Natural language region descriptions:
= Beginning of Section =
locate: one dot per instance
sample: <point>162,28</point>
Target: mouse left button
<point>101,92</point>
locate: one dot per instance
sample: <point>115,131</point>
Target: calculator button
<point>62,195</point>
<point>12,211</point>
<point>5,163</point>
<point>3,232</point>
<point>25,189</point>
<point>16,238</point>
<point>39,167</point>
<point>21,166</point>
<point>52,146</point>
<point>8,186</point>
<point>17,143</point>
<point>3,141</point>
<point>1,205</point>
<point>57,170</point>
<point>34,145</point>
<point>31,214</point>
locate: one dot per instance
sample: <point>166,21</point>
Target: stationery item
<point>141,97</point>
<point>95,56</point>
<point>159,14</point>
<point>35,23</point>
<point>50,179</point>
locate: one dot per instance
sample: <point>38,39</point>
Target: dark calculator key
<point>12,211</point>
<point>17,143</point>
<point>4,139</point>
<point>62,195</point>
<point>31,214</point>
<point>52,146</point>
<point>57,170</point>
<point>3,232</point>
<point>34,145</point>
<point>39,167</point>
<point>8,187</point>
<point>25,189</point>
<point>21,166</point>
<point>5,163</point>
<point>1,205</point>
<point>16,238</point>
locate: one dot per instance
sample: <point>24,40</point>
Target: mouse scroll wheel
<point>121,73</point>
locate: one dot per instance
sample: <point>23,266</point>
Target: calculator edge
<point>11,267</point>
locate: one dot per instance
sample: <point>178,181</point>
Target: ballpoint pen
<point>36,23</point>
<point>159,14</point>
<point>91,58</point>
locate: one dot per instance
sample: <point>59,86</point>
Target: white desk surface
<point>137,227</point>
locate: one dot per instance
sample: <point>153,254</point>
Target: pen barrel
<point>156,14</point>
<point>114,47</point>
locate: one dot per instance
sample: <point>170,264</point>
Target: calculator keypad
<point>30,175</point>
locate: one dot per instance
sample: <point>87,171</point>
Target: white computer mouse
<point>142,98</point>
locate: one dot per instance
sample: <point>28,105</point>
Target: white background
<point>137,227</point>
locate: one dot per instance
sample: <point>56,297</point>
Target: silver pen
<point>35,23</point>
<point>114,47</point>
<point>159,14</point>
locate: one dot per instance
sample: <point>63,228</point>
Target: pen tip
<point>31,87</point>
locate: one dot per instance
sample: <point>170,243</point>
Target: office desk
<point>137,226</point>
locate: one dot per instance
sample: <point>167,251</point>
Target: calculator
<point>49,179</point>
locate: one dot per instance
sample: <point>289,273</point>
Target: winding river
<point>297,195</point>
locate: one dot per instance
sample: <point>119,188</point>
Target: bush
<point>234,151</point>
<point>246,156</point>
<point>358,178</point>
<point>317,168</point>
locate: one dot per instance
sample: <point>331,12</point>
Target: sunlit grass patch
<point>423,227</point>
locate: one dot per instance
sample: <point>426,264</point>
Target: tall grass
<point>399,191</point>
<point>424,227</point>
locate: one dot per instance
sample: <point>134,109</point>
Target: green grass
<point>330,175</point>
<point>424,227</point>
= End of Section =
- [About this task]: Restate the data in full so that no line differs from the original.

- [Response]:
locate: one dot per instance
sample: <point>162,28</point>
Target: mouse left button
<point>101,92</point>
locate: one dot per instance
sample: <point>115,131</point>
Target: calculator button
<point>62,195</point>
<point>12,211</point>
<point>5,163</point>
<point>3,232</point>
<point>25,189</point>
<point>16,238</point>
<point>39,167</point>
<point>21,166</point>
<point>52,146</point>
<point>8,186</point>
<point>17,143</point>
<point>3,141</point>
<point>1,205</point>
<point>57,170</point>
<point>34,145</point>
<point>31,214</point>
locate: one dot per instance
sample: <point>166,21</point>
Target: stationery item
<point>141,97</point>
<point>95,56</point>
<point>159,14</point>
<point>35,23</point>
<point>50,179</point>
locate: one dot per instance
sample: <point>38,39</point>
Target: dark calculator key
<point>12,211</point>
<point>17,143</point>
<point>4,139</point>
<point>62,195</point>
<point>31,214</point>
<point>52,146</point>
<point>57,170</point>
<point>3,232</point>
<point>34,145</point>
<point>39,167</point>
<point>8,187</point>
<point>25,189</point>
<point>21,166</point>
<point>5,163</point>
<point>1,205</point>
<point>16,238</point>
locate: one dot per instance
sample: <point>24,40</point>
Target: mouse scroll wheel
<point>121,73</point>
locate: one dot per instance
sample: <point>23,266</point>
Target: calculator edge
<point>11,267</point>
locate: one dot per instance
sample: <point>178,181</point>
Target: ballpoint pen
<point>36,23</point>
<point>159,14</point>
<point>91,58</point>
locate: one dot per instance
sample: <point>59,86</point>
Target: white desk surface
<point>137,227</point>
locate: one dot per instance
sample: <point>153,254</point>
Target: pen barrel
<point>156,14</point>
<point>114,47</point>
locate: one dot per instance
sample: <point>170,264</point>
Target: calculator keypad
<point>30,175</point>
locate: one dot per instance
sample: <point>87,171</point>
Target: white computer mouse
<point>142,98</point>
locate: one dot per instance
sample: <point>28,105</point>
Target: white background
<point>137,227</point>
locate: one dot per instance
sample: <point>56,297</point>
Target: silver pen
<point>35,23</point>
<point>114,47</point>
<point>159,14</point>
locate: one dot per instance
sample: <point>63,228</point>
Target: pen tip
<point>31,87</point>
locate: one dot per instance
sample: <point>170,243</point>
Target: office desk
<point>137,226</point>
locate: one dot per instance
sample: <point>167,251</point>
Target: calculator
<point>49,179</point>
locate: one dot per instance
sample: <point>289,273</point>
Target: winding river
<point>297,195</point>
locate: one dot per instance
sample: <point>119,188</point>
Target: bush
<point>234,151</point>
<point>246,156</point>
<point>358,178</point>
<point>317,168</point>
locate: one dot per instance
sample: <point>331,12</point>
Target: sunlit grass patch
<point>423,227</point>
locate: one dot per instance
sample: <point>426,264</point>
Target: tall grass
<point>399,191</point>
<point>424,227</point>
locate: one dot per instance
sample: <point>134,109</point>
Target: green grass
<point>330,175</point>
<point>424,227</point>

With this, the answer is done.